| Passage shown |

Let $P := \mathbb{C}P^n$, $N := \mathbb{C}P^{n*}$ and set $X := P\times N$. Denote by $p_1:X\rightarrow P$ and $p_2: X\rightarrow N$ the natural projections. Let $V = \mathbb{V}(F)\subset P$ be a hypersurface of degree $d$ and $H = \{(x,a^*)\in P\times N:\text{ }a^*(x) = 0\}$ be the incidence variety of points and lines in $P$. In fact, $H$ can be realized as the zero-set (zero-scheme) of a section of the line bundle $p_1^*\mathcal{O}_P(1)\otimes p_2^*\mathcal{O}_N(1)$ over $X$.

Also, the polynomial $F$ defines a section of the line bundle $p_1^*\mathcal{O}_P(d)$ over $X$. Hence, there is an induced section of the rank $2$ vector bundle $E =p_1^*\mathcal{O}_P(d)\oplus (p_1^*\mathcal{O}_P(1)\otimes p_2^*\mathcal{O}_N(1))$ over $X$. Its zero-set (zero-scheme) is the subvariety $M :=\{ (x,a^*)\in V\times N:\text{ }a^*(x) =0\}$, i.e. the incidence variety of points in $V$ and lines in $P$.

| Information shown |
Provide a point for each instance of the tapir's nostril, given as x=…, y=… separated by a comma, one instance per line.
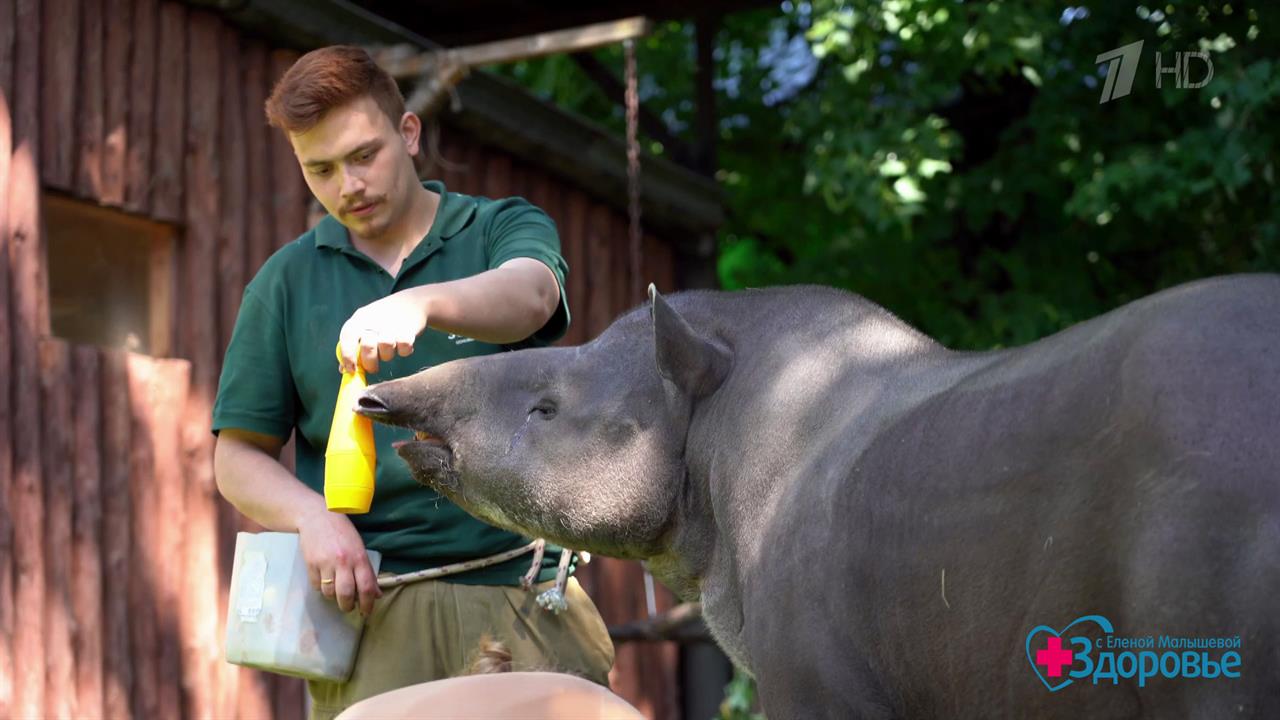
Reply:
x=371, y=405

| Task description |
Reproduce the passage above on incidence varieties in projective space word for word.

| Output below |
Let $P := \mathbb{C}P^n$, $N := \mathbb{C}P^{n*}$ and set $X := P\times N$. Denote by $p_1:X\rightarrow P$ and $p_2: X\rightarrow N$ the natural projections. Let $V = \mathbb{V}(F)\subset P$ be a hypersurface of degree $d$ and $H = \{(x,a^*)\in P\times N:\text{ }a^*(x) = 0\}$ be the incidence variety of points and lines in $P$. In fact, $H$ can be realized as the zero-set (zero-scheme) of a section of the line bundle $p_1^*\mathcal{O}_P(1)\otimes p_2^*\mathcal{O}_N(1)$ over $X$.

Also, the polynomial $F$ defines a section of the line bundle $p_1^*\mathcal{O}_P(d)$ over $X$. Hence, there is an induced section of the rank $2$ vector bundle $E =p_1^*\mathcal{O}_P(d)\oplus (p_1^*\mathcal{O}_P(1)\otimes p_2^*\mathcal{O}_N(1))$ over $X$. Its zero-set (zero-scheme) is the subvariety $M :=\{ (x,a^*)\in V\times N:\text{ }a^*(x) =0\}$, i.e. the incidence variety of points in $V$ and lines in $P$.